**Given request:** Pull out every line of the material below that contains the string "background", copying each such line in full. Case counts when matching.

**Material:**
◆ ◆ ◆ ◆ ◆ ◆ ◆

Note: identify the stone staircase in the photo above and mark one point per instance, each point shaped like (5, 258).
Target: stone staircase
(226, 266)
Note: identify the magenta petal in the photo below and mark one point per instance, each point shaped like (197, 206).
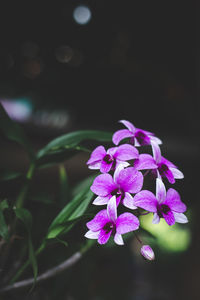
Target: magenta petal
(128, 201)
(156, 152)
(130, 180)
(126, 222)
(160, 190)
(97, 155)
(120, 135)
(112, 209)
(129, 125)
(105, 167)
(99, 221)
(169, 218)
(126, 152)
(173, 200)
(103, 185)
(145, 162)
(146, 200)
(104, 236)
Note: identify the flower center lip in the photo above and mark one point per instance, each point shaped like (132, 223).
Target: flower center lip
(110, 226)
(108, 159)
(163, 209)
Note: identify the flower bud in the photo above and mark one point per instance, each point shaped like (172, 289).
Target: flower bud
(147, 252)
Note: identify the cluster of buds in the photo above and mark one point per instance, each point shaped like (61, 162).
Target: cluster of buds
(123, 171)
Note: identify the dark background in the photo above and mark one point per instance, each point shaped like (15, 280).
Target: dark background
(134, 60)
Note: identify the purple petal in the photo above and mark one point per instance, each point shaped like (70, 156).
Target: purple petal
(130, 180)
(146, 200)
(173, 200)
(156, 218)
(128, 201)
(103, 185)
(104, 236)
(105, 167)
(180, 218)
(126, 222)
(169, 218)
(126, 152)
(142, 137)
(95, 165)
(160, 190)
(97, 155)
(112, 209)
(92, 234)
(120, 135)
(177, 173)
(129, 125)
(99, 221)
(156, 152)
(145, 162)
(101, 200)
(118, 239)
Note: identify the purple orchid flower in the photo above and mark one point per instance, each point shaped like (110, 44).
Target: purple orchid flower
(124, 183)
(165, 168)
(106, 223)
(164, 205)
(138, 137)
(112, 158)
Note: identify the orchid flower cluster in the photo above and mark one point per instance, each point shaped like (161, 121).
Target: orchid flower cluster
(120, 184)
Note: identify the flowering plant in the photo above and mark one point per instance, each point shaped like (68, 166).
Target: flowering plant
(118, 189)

◆ ◆ ◆ ◆ ◆ ◆ ◆

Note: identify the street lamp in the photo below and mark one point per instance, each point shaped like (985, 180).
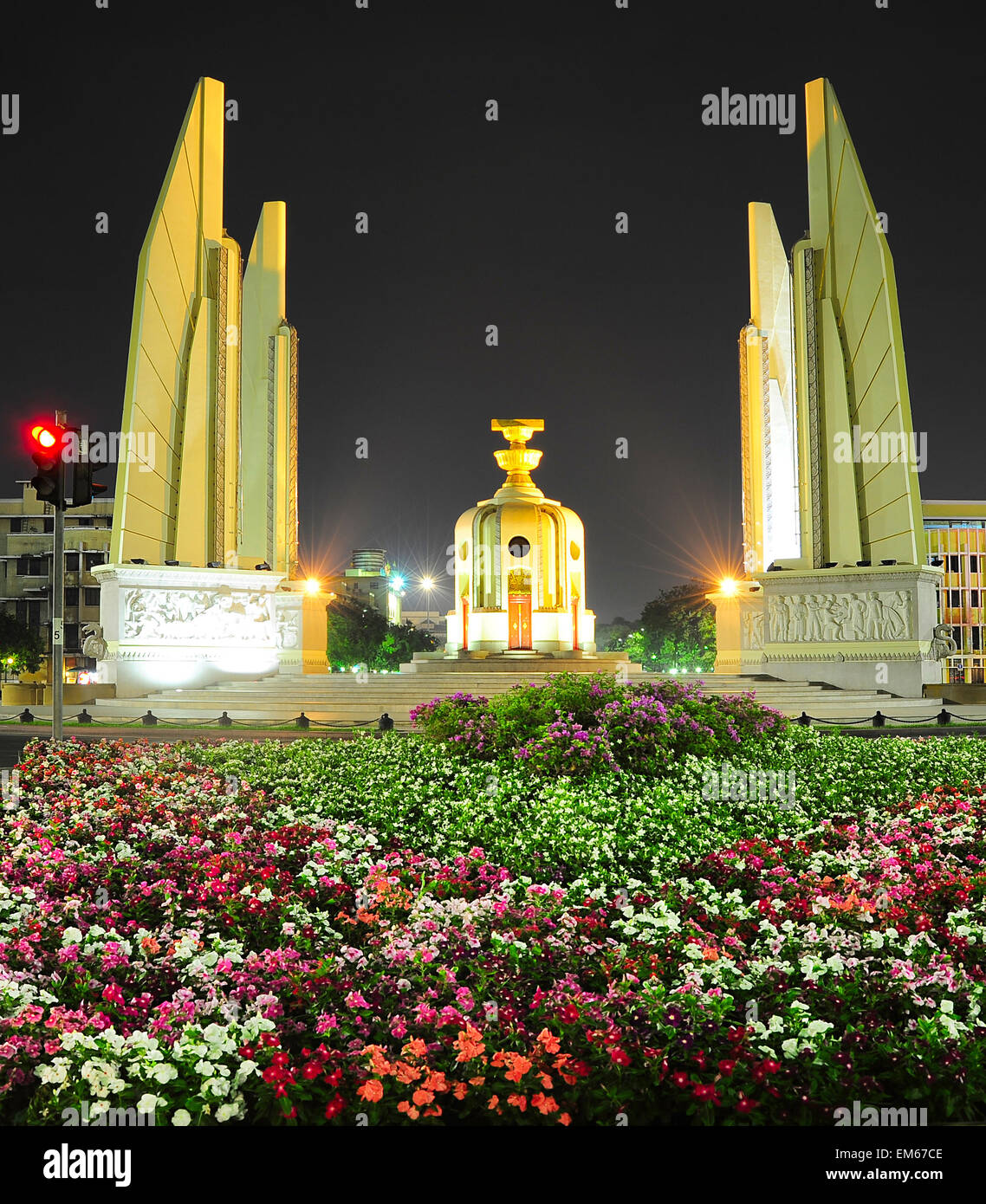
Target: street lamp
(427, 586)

◆ ◆ ◆ ◆ ◆ ◆ ◆

**Answer for this exercise:**
Note: identify the dark background in the photo above and mark one point per instance, each point shaped like (15, 280).
Target: dark background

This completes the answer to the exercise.